[
https://issues.apache.org/jira/browse/TIKA-686?page=com.atlassian.jira.plugin.system.issuetabpanels:comment-tabpanel&focusedCommentId=13072328#comment-13072328
]
Antoni Mylka commented on TIKA-686:
-----------------------------------
FWIW I would say that fewer is better.
We (Aperture) tried it and overdid this. Long story short: version 1.4 was
split into 73 modules, with 31 external dependencies, builds took forever and
day-to-day development work was a pain. It was madness. Clearly, with a bit
more common sense it might have worked out better, but the key issue was that
nobody wanted this and everyone used a special 'onejar' assembly anyway.
I don't like optional dependencies. I need lots of XML in my pom to make my app
work.
I personally like exclusions better. Just it's necessary to make sure that
{{<dependency>
<groupId>org.apache.tika</groupId>
<artifactId>tika-parsers</artifactId>
<exclusions>
<exclusion>
<groupId>org.apache.poi</groupId>
<artifactId>poi</artifactId>
</exclusion>
<exclusion>
<groupId>org.apache.poi</groupId>
<artifactId>poi-scratchpad</artifactId>
</exclusion>
<exclusion>
<groupId>org.apache.poi</groupId>
<artifactId>poi-ooxml</artifactId>
</exclusion>
</exclusions>
</dependency>}}
... works without ClassNotFoundErrors. (Aperture throws them in such a case
right now).

Entries shown ->

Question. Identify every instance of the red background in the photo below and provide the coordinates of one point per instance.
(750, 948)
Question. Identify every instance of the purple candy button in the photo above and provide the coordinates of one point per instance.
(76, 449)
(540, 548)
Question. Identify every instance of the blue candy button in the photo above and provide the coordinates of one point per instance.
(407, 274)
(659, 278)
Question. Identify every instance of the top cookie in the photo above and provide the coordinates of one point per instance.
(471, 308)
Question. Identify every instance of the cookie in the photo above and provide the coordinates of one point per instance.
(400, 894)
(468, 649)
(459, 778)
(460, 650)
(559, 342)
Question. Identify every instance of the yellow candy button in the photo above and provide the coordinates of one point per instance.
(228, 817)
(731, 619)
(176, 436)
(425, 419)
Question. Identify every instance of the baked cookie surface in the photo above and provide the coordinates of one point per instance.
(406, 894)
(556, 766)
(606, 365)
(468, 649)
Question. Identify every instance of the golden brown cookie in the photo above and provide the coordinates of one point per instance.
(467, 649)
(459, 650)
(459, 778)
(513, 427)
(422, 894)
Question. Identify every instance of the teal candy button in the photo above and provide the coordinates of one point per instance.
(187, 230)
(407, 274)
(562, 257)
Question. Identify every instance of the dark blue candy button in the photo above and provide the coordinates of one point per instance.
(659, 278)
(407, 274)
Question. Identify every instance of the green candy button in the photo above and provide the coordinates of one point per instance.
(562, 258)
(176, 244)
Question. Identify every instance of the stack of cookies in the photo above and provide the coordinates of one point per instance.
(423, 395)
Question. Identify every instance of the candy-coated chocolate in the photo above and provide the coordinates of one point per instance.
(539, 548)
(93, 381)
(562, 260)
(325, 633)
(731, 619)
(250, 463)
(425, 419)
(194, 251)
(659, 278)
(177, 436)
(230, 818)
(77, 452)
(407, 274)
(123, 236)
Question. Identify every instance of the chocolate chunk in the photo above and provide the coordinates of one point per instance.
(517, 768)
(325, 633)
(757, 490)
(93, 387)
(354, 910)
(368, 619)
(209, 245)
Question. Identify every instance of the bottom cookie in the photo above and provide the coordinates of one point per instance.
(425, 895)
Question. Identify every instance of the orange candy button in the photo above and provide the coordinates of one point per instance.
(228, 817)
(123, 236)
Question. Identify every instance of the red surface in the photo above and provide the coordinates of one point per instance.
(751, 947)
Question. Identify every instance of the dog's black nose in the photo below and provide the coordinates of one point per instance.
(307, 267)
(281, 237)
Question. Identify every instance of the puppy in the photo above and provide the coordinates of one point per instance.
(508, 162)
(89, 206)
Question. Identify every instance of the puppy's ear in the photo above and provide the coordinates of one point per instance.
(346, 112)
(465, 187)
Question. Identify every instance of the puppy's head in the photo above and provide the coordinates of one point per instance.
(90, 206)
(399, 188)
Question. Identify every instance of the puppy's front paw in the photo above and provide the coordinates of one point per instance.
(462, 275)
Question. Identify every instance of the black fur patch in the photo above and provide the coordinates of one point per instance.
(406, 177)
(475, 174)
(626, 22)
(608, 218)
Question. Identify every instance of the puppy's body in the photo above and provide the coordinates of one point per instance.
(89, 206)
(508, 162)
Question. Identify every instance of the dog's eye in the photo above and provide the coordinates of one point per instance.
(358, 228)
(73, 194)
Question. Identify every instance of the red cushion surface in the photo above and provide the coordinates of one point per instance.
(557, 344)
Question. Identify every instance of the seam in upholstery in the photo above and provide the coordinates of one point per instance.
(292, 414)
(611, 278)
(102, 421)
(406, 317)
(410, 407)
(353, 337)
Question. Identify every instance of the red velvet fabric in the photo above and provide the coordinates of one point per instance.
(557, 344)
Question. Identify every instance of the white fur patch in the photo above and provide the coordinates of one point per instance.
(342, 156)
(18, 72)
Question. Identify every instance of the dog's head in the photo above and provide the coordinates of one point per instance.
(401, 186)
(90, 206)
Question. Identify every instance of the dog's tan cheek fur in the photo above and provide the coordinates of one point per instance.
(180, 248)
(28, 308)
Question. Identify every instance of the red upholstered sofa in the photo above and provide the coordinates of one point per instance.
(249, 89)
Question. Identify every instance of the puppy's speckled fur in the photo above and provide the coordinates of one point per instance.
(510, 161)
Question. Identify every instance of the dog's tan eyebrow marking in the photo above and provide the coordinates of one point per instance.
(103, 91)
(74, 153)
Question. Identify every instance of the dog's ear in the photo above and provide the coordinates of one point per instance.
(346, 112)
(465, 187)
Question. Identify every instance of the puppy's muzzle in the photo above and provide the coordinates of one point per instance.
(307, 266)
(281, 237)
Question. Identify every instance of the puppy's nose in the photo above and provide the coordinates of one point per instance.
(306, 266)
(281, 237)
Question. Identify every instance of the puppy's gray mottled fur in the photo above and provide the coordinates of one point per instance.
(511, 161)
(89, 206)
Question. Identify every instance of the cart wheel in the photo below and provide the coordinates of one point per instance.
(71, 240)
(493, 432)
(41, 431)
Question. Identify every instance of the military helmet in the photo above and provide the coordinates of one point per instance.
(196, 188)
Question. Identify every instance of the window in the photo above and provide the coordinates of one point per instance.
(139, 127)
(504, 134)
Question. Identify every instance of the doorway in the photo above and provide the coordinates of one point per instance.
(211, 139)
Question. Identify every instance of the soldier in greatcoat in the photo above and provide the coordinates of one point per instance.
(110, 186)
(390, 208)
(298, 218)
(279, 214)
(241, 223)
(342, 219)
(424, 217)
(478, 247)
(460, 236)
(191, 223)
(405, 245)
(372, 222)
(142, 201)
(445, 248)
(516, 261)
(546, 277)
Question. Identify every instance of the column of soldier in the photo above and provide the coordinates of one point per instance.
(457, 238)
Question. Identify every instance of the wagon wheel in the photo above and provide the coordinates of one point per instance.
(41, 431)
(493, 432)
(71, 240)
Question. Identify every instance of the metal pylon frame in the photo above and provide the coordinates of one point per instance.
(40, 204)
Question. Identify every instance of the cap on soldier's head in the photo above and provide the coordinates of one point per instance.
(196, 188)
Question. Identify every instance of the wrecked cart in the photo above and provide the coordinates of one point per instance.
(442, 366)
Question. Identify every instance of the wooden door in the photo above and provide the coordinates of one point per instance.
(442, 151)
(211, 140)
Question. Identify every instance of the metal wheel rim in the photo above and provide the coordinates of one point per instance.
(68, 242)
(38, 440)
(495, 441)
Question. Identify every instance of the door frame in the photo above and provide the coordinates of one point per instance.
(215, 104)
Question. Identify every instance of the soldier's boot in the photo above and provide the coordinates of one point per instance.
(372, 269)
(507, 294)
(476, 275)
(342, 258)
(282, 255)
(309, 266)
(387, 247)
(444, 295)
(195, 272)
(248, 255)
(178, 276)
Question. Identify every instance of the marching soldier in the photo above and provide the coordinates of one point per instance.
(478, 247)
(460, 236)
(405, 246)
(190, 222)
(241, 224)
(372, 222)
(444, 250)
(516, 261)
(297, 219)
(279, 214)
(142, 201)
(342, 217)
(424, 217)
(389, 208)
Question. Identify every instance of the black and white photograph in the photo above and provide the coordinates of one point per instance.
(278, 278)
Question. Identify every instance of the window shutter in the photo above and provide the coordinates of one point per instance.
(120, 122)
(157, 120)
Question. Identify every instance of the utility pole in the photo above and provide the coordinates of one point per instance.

Prompt A ->
From the TIKA-686 comment, extract the passage from "We (Aperture) tried" up to and including "special 'onejar' assembly anyway.".
Prompt B ->
Answer these questions about the TIKA-686 comment:
(i) Into how many modules was Aperture version 1.4 split?
(ii) What does the commenter personally prefer to optional dependencies?
(iii) What errors does Aperture throw right now in such a case?
The rows are separate material, apart from the comment.

Correct answer A ->
We (Aperture) tried it and overdid this. Long story short: version 1.4 was
split into 73 modules, with 31 external dependencies, builds took forever and
day-to-day development work was a pain. It was madness. Clearly, with a bit
more common sense it might have worked out better, but the key issue was that
nobody wanted this and everyone used a special 'onejar' assembly anyway.

Correct answer B ->
(i) 73
(ii) Exclusions
(iii) ClassNotFoundErrors